▶ Exercise: Extract the records below word for word and ignore the images.

Saved data entries
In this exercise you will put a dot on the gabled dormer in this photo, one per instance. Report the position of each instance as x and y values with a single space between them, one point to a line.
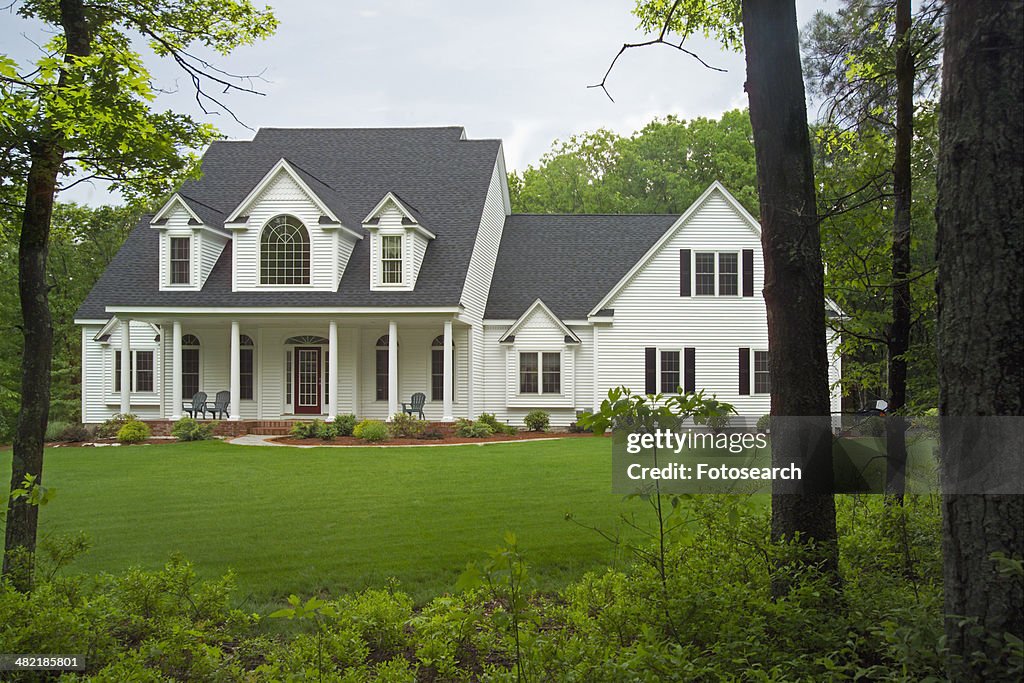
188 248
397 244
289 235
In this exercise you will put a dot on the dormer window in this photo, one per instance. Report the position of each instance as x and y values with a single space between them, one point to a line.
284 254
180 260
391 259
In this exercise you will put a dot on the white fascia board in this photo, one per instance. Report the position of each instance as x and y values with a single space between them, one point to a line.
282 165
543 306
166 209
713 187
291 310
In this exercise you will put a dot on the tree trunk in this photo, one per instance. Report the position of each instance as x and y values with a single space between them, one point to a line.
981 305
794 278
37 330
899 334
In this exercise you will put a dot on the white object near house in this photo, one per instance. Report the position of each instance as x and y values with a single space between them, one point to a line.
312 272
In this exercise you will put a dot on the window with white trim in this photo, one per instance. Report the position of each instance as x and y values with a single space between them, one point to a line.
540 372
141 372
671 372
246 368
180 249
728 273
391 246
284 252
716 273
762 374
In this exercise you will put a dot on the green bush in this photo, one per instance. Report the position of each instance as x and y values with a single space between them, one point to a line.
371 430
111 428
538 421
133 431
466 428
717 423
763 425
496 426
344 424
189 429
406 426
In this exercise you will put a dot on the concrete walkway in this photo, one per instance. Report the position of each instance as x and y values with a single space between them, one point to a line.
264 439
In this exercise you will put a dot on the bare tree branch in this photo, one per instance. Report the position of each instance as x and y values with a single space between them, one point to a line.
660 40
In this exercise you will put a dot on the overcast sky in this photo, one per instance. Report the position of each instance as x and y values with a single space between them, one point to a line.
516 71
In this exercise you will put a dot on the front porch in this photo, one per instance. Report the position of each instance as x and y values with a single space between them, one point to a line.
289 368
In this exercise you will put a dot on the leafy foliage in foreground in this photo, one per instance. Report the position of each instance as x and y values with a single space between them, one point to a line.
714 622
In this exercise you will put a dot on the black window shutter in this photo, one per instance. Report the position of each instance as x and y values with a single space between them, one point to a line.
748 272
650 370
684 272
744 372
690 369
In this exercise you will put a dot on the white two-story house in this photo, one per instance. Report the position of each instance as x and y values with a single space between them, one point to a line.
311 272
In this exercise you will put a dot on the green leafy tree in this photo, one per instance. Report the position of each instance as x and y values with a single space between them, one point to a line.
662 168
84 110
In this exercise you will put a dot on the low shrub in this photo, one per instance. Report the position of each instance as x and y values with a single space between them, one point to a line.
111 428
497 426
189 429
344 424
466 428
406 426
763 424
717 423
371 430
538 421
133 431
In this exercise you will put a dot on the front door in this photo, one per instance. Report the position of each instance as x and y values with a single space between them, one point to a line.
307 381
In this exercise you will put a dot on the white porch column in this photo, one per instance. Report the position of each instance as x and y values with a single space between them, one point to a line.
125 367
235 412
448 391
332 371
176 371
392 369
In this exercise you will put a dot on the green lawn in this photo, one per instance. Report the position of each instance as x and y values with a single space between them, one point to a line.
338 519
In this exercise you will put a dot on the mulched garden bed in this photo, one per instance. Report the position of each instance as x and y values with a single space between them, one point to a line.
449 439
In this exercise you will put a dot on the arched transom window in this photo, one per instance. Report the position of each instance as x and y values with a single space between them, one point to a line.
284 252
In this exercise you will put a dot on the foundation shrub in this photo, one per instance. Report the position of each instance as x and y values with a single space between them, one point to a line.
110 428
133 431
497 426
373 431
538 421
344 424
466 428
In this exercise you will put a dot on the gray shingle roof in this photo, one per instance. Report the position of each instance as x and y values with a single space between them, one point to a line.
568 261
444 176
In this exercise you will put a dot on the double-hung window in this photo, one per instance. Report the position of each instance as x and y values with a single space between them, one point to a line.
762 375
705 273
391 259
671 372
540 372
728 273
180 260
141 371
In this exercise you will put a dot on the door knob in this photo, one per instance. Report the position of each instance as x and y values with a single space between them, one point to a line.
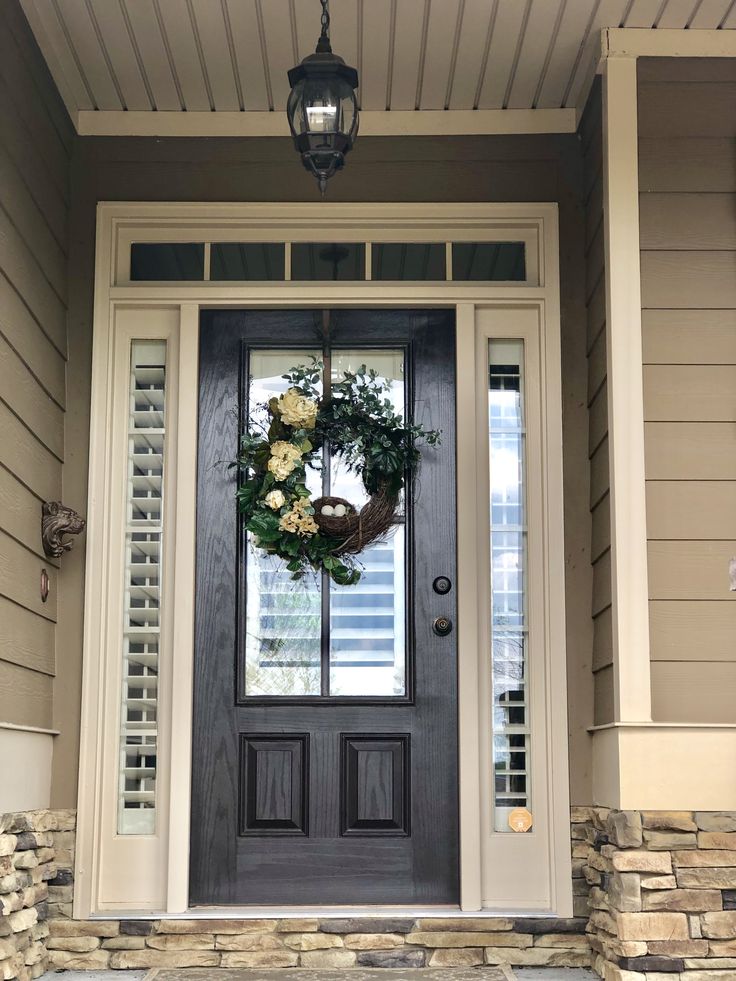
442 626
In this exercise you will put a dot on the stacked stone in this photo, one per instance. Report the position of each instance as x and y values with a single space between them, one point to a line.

▶ Solution for this task:
In this exercise you will put a dot on the gabled dormer in this photo, one per instance. Report the position of each instance as x and y values with a single space between them, one point to a line.
188 248
397 244
289 235
In this exercise you will put a dot on the dormer window in this photo, one per instance. Report the position of each instance as x and y values with a single space between them, one point to a line.
284 254
180 260
391 259
In this exercise you will put a dot on the white fascia board in this photo, one per instance. Report the position of each instance as x and y values with a single space between them, one point to a line.
282 165
543 306
166 209
713 187
291 310
In this exercise you will put a dot on the tree trunk in this photo, one per instance. Report the position of each instance as x and y values with a single space between them, one point to a line.
981 305
794 278
37 330
899 334
In this exercise you will put a dot on the white object near house in this photo, one per instance. Report the position of each instance as x and y values with a single space between them, one point to a line.
312 272
In this exercise you will put a dot on the window with white trim in this photo, one per instance. Report the position of each instance as x and y values with a single space between them, one point to a line.
540 372
141 372
671 372
246 368
180 249
728 273
391 246
284 252
716 273
762 374
In this exercise you will put a dot on the green bush in this photo, one per instance. Report the position of each instance as x and y values with a single space between them, one point to a line.
371 430
111 428
538 421
133 431
466 428
717 423
763 425
496 426
344 424
189 429
406 426
In this exercise you will put a dot on the concrete walkway in this photo, one per instance. Report the position of each instance as x and y values with a single space between them, one point to a line.
264 439
In this exercise you will put a dot on the bare tree branch in this photo, one per instance. Report the position of each instance as x and y values with a single space between them, one point to a line.
660 40
In this exercise you will put a dot on the overcast sky in this photo, one per instance. Report the position of each instance as x and y values with a single space between them, one point to a line.
516 71
In this exercise you will put a dot on the front porch in this photo, one per instance. Report the position of each instance as x and y values with a single space between them, one point to a line.
289 368
In this exercise you will put a dot on the leafy foliage in foreground in this photo, one per instance. Report the position of each instance as x and y values with a single space between them, one point to a line.
714 622
In this exercise you will put a dot on the black window shutter in this photo, one per instance. Report the position of each instance as x and y values with a single space between them, one point to a line.
748 272
650 370
684 272
744 372
690 369
In this exercise you will put a dot on the white two-story house in this photo, one per instance. Report the position of each instance as x and y values with a single space between them, one point to a line.
311 272
In this exercise you will put a dot on the green leafy tree in this photo, one per instance. Report the position of each instance as x and y values with a single space between them, one point to a line.
662 168
84 110
In this exercise you will put a dot on the low shrub in this photo, one per instance. Report the position of each instance as x and y values with a single space between them, one point to a line.
111 428
497 426
189 429
344 424
466 428
406 426
763 424
717 423
371 430
538 421
133 431
In this exercise you will put a dot on the front door in this photo, one per instance. Report the position of each instance as x and y values with a single space between them, one point to a line.
307 381
In this exercise you will put a dot on the white porch column in this photo, one per instance. Report the position of each instance as x and y values with a single space between them, one point to a line.
125 367
235 412
448 391
332 371
176 371
392 369
In this exercise you will put a dot on the green lawn in this photo, one per instance. Report the position of each instance as x and y values with a single space between them, one point to a line.
338 519
In this exercise you will put a dot on the mulched garden bed in this photo, one per instance. Report the position of each instance as x and y values with a single space between them, one point to a line.
449 439
In this exercise you will put a dot on the arched transom window in this photo, one per instance. Report the position of each instance as x and y values with a single space between them, one point to a line.
284 252
In this exercise you will put a dot on the foundation shrub in this photo, one per instance. Report the position of each instance as x and y values with a single space between them, one point to a line.
110 428
133 431
497 426
373 431
538 421
344 424
466 428
In this exercise you will put a dot on the gray shingle roof in this photo, one per instance. Report the position of each instance as x and y values with a single space between them, one point to a line.
568 261
444 176
In this exercise you will put a dot on the double-hung window in this photo, one per instance. Report the position of each instance as x and y values with a single space between them, one point to a line.
762 375
705 273
391 259
671 372
540 372
728 273
180 260
141 371
In this exercise you will put a dot on the door knob in this photo, one per instance. Report the position of each instance as x and y values with a single space between them, one point to a line.
442 626
In this exercise you will put a dot on the stacked stone in this photo, one per instance. Report the position of each instance as x and y values with a single space between them, one point to a line.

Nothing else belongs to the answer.